WHAT IS REQUIRED: Where a picture appears in the data below, exclude it; restate everything else word for word.

EXCERPTED RECORDS:
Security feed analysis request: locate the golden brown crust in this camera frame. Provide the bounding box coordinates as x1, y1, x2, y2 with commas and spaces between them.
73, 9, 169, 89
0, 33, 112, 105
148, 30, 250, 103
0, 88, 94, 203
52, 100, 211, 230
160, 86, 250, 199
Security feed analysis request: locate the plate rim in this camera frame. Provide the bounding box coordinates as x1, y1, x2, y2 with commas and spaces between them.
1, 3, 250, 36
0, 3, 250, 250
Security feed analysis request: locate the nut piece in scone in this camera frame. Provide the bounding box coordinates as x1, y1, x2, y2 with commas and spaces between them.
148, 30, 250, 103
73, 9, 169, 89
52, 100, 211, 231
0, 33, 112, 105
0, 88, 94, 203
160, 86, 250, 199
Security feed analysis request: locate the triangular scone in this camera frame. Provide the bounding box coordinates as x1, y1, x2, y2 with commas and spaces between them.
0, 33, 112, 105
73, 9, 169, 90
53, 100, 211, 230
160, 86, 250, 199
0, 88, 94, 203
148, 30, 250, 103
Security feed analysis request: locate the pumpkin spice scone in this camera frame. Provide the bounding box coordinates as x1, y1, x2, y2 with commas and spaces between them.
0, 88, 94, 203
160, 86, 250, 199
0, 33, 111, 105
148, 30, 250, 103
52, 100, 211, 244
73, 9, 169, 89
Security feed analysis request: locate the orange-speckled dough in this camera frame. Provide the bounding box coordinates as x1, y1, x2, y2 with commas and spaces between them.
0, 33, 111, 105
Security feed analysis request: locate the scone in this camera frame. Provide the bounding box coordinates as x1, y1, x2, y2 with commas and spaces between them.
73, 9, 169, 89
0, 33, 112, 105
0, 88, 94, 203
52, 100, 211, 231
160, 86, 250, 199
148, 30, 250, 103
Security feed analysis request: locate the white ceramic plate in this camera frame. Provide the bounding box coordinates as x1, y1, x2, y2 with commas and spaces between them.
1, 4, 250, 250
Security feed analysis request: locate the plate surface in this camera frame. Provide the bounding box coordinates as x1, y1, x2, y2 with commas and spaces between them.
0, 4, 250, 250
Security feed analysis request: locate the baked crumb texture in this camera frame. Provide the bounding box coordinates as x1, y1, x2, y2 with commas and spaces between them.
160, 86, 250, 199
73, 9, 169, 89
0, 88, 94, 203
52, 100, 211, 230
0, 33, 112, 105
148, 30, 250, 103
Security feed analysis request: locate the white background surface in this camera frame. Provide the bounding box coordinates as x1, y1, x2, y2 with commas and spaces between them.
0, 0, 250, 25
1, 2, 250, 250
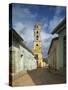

SOLUTION:
Security feed analysis request: locate the golden brown crust in this camera frame. Provide the bounding box coordinates as x1, y1, x2, y2 with commas and spaces between them.
73, 9, 169, 89
0, 33, 112, 105
148, 30, 250, 103
0, 88, 94, 203
52, 100, 211, 230
160, 86, 250, 199
Security feed analysis request: locate the plate rim in this camera frame. Provide the bounding box coordinates as x1, y1, x2, y2 with commas and spaces between them.
1, 3, 250, 36
0, 3, 250, 250
Security feed analysis request: locate the nut piece in scone in this camera frame. Provide the bounding box coordinates as x1, y1, x2, y2 with commas and spaces between them.
148, 30, 250, 103
73, 9, 169, 89
52, 100, 211, 231
0, 33, 112, 105
0, 88, 94, 203
160, 86, 250, 199
Security feed analysis request: locate the triangular scone in this camera frame. Provide the bounding box coordinates as x1, y1, x2, y2 with commas and spaces between them.
0, 33, 112, 105
73, 9, 169, 90
53, 100, 211, 230
160, 86, 250, 199
0, 88, 94, 203
148, 30, 250, 103
Security feed analysis request: locate the pumpkin spice scone in this camera frame. Provide the bounding box coordinates as x1, y1, x2, y2 with commas and spaces between them.
0, 88, 94, 203
160, 86, 250, 199
0, 33, 111, 105
148, 30, 250, 103
52, 100, 211, 244
73, 9, 169, 89
Security feed analysis request: locate the orange-speckled dough in this camera frame. Provide the bounding box coordinates as x1, y1, x2, y2 with commas and spaces between them.
0, 33, 111, 105
Security feed analysis request: locate the scone in this camera frame. Provide the bounding box coordinates as x1, y1, x2, y2 with commas and spaces between them.
73, 9, 169, 89
0, 33, 112, 105
0, 88, 94, 203
52, 100, 211, 231
160, 86, 250, 199
148, 30, 250, 103
Security feed analysis request: locate the white ceramic plate in this camera frame. Provide the bounding box coordinates as x1, y1, x2, y2 with commas and spaces between them.
1, 4, 250, 250
Security feed analysis request: locate the plate surface in this camera frame. Provide the bounding box coordinates as x1, y1, x2, y2 with commas and spaces between them.
0, 4, 250, 250
Security feed analysis request: locate the baked crumb texture in this camera frame. Provide the bounding box coordinates as x1, y1, x2, y2 with commas and spaces between them.
160, 86, 250, 199
73, 9, 169, 89
0, 88, 94, 203
52, 100, 211, 230
0, 33, 112, 105
148, 30, 250, 103
Security feed analysis request: locate the white background surface in this camera frame. Provide the bounding box coordinates as x1, y1, x2, y2 with commas and spaces between them.
0, 0, 250, 25
1, 2, 250, 250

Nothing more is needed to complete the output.